Given passage:
Determine, to the nearest hundredth, the distance between the point seven, negative five, negative four and the straight line passing through the point zero, negative two, two with direction ratios negative nine, seven, negative five.

We’re given the direction ratios of a line, which are the components of the direction vector 𝐝 of the line. Remember a direction vector is parallel to and in the same direction as the line. We’re told that the line passes through the point zero, negative two, two. And if we call this point 𝐴, then vector from the origin to 𝐴, that’s 𝐎𝐀, has components zero, negative two, two. We’re given a point — let’s call it 𝑃 — with coordinates seven, negative five, negative four so that the vector 𝐎𝐏 from the origin to 𝑃 then has components seven, negative five, negative four. And we want to find the distance from the point 𝑃 to the line. So let’s call this distance uppercase 𝐷.

And to find this distance, we can use the formula shown, which tells us that the distance 𝐷 is the magnitude of the cross product of vector 𝐀𝐏 with the direction vector 𝐝 divided by the magnitude of direction vector 𝐝. Now we know that the direction vector 𝐝 has components negative nine, seven, negative five. And we can find the vector 𝐀𝐏 from our two vectors 𝐎𝐀 and 𝐎𝐏. And so we have 𝐀𝐏 is 𝐎𝐏 minus 𝐎𝐀, that is, seven, negative five, negative four, minus zero, negative two, two. And subtracting like-for-like components, this gives us seven minus zero, negative five minus negative two, and negative four minus two. And evaluating this gives us the vector with components seven, negative three, negative six.

So now making some space, the next thing we need to find for our distance is the cross product of 𝐀𝐏 with the direction vector 𝐝. And we can find this cross product by evaluating the determinant of the three-by-three matrix whose first row is the unit vectors 𝐢, 𝐣, and 𝐤 and whose second and third rows are our two vectors 𝐀𝐏 and 𝐝. Expanding along the first row of our three-by-three matrix, we have the determinant of the two-by-two matrix with elements negative three, negative six, seven, negative five multiplied by 𝐢 minus the determinant of the two-by-two matrix with elements seven, negative six, negative nine, negative five multiplied by 𝐣 plus the determinant of the two-by-two matrix with elements seven, negative three, negative nine, and seven multiplied by the unit vector 𝐤.

[Stored dataset items]
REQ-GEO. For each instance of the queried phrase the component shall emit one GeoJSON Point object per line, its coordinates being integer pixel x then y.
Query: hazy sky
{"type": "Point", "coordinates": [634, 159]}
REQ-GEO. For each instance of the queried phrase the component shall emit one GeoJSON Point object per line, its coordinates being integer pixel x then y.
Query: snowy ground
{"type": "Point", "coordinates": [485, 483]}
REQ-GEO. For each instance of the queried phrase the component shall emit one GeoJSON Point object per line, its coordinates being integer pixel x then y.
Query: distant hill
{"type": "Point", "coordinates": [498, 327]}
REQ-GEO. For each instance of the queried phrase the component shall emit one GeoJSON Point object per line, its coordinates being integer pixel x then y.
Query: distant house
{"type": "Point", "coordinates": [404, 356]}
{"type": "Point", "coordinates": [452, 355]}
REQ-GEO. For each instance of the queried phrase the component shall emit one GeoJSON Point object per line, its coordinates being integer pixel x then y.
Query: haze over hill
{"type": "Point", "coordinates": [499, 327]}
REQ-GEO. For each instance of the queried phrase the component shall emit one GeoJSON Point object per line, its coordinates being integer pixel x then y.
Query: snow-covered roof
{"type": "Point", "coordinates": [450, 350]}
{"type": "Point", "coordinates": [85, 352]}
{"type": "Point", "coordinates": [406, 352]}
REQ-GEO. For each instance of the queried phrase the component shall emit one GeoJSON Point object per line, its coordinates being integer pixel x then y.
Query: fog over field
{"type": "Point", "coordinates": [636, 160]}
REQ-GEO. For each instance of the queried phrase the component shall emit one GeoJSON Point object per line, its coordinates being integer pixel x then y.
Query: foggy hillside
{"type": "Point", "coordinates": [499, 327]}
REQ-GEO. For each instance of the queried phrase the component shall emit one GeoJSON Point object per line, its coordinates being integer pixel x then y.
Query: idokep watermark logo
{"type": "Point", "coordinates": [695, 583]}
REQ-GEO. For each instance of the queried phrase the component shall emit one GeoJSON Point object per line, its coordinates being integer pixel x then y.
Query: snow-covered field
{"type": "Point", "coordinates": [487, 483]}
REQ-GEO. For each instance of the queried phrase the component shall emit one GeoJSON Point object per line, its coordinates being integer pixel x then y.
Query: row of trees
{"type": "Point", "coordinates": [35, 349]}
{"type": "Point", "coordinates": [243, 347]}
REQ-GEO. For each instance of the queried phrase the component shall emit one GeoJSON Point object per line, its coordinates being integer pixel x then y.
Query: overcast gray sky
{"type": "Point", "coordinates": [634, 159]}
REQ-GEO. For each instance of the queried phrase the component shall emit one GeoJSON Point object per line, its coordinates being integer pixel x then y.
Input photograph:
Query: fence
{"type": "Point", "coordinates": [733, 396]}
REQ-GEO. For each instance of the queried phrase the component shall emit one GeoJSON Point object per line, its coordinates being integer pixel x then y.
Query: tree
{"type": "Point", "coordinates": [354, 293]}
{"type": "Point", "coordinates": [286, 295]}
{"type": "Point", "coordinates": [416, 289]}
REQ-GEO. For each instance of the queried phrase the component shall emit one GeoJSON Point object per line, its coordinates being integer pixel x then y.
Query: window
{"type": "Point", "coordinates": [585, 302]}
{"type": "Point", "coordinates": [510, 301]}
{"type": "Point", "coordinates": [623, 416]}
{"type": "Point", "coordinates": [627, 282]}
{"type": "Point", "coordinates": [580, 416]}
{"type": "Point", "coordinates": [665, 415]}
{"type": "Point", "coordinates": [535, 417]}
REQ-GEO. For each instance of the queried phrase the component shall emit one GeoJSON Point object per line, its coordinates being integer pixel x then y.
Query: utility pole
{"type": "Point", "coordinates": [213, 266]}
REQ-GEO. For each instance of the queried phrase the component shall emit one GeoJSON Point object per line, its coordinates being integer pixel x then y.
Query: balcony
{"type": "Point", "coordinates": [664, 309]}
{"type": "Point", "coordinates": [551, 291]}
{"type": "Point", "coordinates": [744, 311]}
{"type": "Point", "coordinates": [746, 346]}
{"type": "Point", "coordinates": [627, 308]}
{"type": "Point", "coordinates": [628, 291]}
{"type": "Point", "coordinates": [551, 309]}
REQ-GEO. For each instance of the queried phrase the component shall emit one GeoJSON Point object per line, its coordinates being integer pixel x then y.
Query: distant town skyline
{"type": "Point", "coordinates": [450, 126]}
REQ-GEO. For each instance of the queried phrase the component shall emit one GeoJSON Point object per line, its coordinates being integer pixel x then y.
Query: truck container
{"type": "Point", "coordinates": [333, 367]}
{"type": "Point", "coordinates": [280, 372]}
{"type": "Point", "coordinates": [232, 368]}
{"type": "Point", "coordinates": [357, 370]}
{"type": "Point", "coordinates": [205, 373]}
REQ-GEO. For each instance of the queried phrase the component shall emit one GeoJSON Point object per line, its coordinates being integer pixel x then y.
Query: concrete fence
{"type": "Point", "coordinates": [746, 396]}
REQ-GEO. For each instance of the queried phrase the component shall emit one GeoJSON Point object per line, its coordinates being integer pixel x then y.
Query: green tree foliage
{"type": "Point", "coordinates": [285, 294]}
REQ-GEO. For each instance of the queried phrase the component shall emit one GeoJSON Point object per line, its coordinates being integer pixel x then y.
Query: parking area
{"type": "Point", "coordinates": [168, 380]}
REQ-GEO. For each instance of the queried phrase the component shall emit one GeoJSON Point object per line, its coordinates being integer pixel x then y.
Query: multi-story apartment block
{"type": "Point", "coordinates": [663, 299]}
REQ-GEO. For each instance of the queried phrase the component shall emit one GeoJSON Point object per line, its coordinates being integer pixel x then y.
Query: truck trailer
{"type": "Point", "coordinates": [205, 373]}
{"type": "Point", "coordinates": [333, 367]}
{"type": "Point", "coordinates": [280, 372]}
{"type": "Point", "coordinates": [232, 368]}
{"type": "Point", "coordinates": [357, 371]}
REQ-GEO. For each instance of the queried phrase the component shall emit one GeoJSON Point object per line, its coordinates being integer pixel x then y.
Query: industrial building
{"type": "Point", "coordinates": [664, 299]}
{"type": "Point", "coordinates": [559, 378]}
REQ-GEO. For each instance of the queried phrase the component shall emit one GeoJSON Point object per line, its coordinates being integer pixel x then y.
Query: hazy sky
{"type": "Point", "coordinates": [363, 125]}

--

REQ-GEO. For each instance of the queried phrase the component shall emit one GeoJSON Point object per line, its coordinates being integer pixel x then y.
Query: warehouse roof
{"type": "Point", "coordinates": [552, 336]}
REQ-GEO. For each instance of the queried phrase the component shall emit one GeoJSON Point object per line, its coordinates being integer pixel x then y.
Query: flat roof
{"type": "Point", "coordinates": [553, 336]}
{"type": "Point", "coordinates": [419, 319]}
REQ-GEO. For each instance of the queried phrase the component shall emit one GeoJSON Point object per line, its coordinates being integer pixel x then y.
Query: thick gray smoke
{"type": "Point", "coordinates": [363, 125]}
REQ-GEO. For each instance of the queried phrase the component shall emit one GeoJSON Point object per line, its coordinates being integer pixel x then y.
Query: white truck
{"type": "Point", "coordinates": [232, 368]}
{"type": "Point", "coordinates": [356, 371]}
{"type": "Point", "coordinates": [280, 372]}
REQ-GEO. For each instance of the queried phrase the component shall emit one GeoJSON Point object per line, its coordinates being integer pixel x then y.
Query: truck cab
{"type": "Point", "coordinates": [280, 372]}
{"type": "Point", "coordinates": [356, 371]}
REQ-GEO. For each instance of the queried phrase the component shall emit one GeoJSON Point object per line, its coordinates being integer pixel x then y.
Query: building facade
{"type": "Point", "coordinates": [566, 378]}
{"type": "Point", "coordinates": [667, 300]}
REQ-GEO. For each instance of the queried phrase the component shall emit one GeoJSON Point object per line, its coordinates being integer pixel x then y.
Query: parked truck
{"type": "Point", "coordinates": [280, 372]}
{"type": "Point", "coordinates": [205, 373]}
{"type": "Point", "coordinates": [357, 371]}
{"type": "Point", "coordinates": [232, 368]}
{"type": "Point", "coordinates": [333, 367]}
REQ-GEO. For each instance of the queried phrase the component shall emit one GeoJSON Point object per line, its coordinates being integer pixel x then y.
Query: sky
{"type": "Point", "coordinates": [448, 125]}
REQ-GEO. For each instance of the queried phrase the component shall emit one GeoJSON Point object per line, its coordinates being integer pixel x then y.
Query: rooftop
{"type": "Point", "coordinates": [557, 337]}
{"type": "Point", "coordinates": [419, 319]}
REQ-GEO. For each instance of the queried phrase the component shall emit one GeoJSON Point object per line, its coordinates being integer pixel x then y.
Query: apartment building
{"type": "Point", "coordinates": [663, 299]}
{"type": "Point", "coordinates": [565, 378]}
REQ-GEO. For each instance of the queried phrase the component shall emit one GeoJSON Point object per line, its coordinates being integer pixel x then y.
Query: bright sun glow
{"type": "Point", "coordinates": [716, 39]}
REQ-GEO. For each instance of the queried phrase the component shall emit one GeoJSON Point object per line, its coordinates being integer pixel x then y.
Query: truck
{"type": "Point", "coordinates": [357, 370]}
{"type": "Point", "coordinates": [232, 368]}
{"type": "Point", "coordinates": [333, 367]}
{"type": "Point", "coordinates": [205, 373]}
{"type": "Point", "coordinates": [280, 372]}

Your tasks:
a. In the worked solution on the point-to-line distance, what components does the vector 𝐀𝐏 turn out to have?
b. Using only the worked solution on the point-to-line distance, explain why the vector 𝐀𝐏 has to be found and how it is obtained.
c. Pick up the worked solution on the point-to-line distance right after its final sentence.

Exercise answers:
a. Seven, negative three, negative six.

b. The formula for the distance 𝐷 divides the magnitude of the cross product of 𝐀𝐏 with the direction vector 𝐝 by the magnitude of 𝐝, so 𝐀𝐏 is needed to evaluate it. It is obtained as 𝐎𝐏 minus 𝐎𝐀 by subtracting like-for-like components.

c.
And now recalling that the determinant of a two-by-two matrix with elements 𝑎, 𝑏, 𝑐, 𝑑 is equal to 𝑎𝑑 minus 𝑏𝑐. Our first two-by-two determinant is negative three times negative five minus negative six times seven. That’s 15 plus 42 𝐢, which is 57𝐢. And our second determinant is seven times negative five minus negative six times negative nine, which we multiply by 𝐣. That’s negative 35 minus 54 𝐣, which is negative 89𝐣. And finally, our third determinant is seven times seven minus negative three times negative nine. And this is multiplied by 𝐤. And that’s 49 minus 27 𝐤, which is 22𝐤. So our cross product of 𝐀𝐏 with direction vector 𝐝 is 57𝐢 minus negative 89𝐣 plus 22𝐤. And since minus negative 89 is just 89, our cross product is 57𝐢 plus 89𝐣 plus 22𝐤. That is the vector with components 57, 89, and 22.

So now making a little space, we next need to find the magnitude of this vector and that’s given by the positive square root of 57 squared plus 89 squared plus 22 squared, that is, the square root of the sum of the squares of the components. And this evaluates to the square root of 11654. And we leave this in this form for the moment where we next need to find the magnitude of the direction vector 𝐝. And since 𝐝 has components negative nine, seven, and negative five, its magnitude is the positive square root of negative nine squared plus seven squared plus negative five squared. And that’s the square root of 81 plus 49 plus 25 which is the square root of 155.

So now using our two magnitudes, that’s 𝐀𝐏 cross 𝐝 and direction vector 𝐝, into our formula for the distance, that’s uppercase 𝐷, we have the square root of 11654 divided by the square root of 155. And we can collect our two radicals into one. This evaluates to 8.6710 and so on, which is 8.67 to the nearest hundredth. Hence to the nearest hundredth, the distance between the given point and the straight line is 8.67 units.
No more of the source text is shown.